## Aim of the exercise
Please write out all of the records below exactly as they appear.

## Information provided
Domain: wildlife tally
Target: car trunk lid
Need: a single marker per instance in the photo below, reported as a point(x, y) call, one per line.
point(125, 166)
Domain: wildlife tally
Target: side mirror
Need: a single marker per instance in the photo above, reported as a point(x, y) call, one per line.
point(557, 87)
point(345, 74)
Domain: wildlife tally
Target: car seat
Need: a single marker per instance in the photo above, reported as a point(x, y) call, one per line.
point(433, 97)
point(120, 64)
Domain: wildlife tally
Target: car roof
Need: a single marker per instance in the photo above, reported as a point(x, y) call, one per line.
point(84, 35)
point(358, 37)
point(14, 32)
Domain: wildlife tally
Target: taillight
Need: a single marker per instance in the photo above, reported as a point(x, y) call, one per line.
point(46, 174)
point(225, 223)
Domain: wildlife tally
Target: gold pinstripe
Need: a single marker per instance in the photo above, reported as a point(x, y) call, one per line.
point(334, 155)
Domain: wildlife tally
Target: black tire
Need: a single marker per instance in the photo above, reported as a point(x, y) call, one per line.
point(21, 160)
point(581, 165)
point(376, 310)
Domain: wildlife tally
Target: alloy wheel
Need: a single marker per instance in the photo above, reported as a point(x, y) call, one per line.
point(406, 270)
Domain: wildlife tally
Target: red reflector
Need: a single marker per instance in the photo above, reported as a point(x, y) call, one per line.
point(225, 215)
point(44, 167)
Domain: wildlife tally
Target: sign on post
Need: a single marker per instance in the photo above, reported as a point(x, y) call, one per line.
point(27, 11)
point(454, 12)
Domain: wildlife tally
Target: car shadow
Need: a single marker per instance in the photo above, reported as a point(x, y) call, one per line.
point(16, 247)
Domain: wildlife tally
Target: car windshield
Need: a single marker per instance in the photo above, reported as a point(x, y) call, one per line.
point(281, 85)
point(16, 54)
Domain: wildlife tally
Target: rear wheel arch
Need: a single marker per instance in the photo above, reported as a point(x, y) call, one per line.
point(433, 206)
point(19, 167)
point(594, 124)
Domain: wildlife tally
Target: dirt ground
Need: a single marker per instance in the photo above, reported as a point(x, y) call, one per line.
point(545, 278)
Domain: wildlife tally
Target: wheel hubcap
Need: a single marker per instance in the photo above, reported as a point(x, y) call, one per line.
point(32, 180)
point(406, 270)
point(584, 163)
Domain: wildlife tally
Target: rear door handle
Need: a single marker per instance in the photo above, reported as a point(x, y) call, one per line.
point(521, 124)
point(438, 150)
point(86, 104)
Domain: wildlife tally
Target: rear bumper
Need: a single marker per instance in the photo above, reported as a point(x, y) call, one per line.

## The completed task
Domain: wildlife tally
Target: car trunk lid
Need: a single marker per instance in the photo below, reported as a point(x, y) call, one per line.
point(125, 166)
Domain: wildlife tally
Target: side mirror
Need: a single marker per instance in the photo above, reported as a point(x, y) call, one per line.
point(557, 87)
point(345, 74)
Domain: wildlife tally
Target: car seat
Need: a single marker per instance in the photo above, reported as a point(x, y) call, one per line.
point(433, 97)
point(120, 64)
Domain: wildlife tally
Target: car roof
Need: a single marker per instance in the photo above, reported as a point(x, y) call, one per line.
point(84, 35)
point(358, 37)
point(14, 32)
Domain: wildlife tally
Target: taillight
Need: a single marker per instance in the photo above, reported as a point(x, y) call, one per line.
point(46, 174)
point(225, 223)
Domain: wildlife tally
Target: gold pinstripe
Need: a single marker per instance in the photo above, reported as a point(x, y) call, one per line.
point(334, 155)
Domain: wildlife tally
Target: black tire
Need: a single marker per instance in the photo above, reported as a point(x, y) call, one per line.
point(21, 160)
point(581, 165)
point(376, 310)
Domain: wildlife tally
Target: alloy wheel
Need: a single marker per instance in the photo above, reported as a point(x, y) call, one per line.
point(406, 270)
Domain: wildlife tally
Target: red reflector
Need: a single marker per instance in the photo above, reported as a point(x, y) call, one per line.
point(225, 215)
point(44, 167)
Domain: wildlife tally
Target: sign on post
Need: a single marker per instance in the photo above, reported as a point(x, y) call, one per line.
point(27, 11)
point(454, 12)
Domain: wildlife tally
Target: car shadow
Need: a single marker per instance in the photo above, reported as a point(x, y) call, one per line.
point(16, 247)
Domain: wildlife tally
Target: car windshield
Need: a single marker per instance in the photo above, reported as a point(x, y) call, one per line.
point(281, 85)
point(16, 54)
Domain: wildlife tally
Target: rear wheel arch
Need: a single marker per instance in the photo above, reported as a point(x, y) call, one per line.
point(433, 206)
point(19, 167)
point(594, 124)
Domain: wildlife tally
Target: dirt ground
Need: a single marker per instance in the photo above, reported as a point(x, y) call, one per line.
point(545, 278)
Domain: wildlife tally
Target: wheel hubcap
Need: a single marker per instance in the photo above, reported as a point(x, y) call, one per line.
point(32, 180)
point(406, 270)
point(584, 163)
Domain: wildlife tally
Target: rear door handle
Need: a single marker per instance in the photo above, reported as a point(x, y) call, one per line.
point(521, 124)
point(438, 150)
point(86, 104)
Domain: wildlife tally
Target: rear bumper
Need: a single marker per instance in the photo above, reported as a point(x, y) call, one per line.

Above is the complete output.